Aim >>
Which lines in the material below contain the word "grassy", with case counting? Pick out each of those lines and copy it in full.

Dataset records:
_____
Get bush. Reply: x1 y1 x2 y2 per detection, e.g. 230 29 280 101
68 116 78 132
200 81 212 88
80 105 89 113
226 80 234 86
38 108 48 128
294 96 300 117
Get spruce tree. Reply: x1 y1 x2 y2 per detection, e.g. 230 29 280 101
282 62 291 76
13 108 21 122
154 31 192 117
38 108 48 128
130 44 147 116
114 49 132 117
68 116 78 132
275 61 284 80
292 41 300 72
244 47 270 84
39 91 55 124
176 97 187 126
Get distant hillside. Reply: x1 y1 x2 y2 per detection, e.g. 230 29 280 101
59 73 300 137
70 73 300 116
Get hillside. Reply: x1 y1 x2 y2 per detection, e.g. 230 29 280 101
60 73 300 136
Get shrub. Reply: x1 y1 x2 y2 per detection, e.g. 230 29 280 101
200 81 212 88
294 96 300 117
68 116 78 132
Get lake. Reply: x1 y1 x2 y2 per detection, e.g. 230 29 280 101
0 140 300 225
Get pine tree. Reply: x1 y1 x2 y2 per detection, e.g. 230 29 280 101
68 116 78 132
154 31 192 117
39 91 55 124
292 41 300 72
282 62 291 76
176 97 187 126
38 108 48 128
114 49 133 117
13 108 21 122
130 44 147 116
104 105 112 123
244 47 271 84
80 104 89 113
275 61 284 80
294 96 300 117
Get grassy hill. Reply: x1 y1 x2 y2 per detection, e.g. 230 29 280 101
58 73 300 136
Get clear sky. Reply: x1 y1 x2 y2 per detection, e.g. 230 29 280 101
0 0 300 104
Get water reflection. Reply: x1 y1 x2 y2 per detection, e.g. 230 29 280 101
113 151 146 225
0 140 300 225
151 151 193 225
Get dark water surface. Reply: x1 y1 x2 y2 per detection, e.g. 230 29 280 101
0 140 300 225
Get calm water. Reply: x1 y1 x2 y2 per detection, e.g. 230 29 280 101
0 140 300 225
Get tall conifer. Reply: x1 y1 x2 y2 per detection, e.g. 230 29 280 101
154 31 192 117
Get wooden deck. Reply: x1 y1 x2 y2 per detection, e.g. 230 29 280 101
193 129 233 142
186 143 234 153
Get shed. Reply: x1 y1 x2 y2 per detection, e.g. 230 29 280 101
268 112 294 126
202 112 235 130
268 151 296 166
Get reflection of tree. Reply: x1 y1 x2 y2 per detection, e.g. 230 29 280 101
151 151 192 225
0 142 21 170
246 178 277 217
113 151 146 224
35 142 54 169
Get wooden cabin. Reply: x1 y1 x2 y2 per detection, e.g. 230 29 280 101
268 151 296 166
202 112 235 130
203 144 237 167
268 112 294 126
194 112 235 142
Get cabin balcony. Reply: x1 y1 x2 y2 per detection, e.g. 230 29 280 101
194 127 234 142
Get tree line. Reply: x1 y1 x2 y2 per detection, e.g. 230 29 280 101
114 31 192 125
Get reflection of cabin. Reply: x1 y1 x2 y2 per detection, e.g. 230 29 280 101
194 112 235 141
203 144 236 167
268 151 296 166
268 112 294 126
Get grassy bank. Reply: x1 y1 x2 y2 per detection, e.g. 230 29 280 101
_____
Solution for this task >>
Get grassy hill. Reply: x1 y1 x2 y2 per detection, e.g. 230 29 280 101
Get grassy bank. Reply: x1 y1 x2 y2 per detection, e.g. 230 29 280 101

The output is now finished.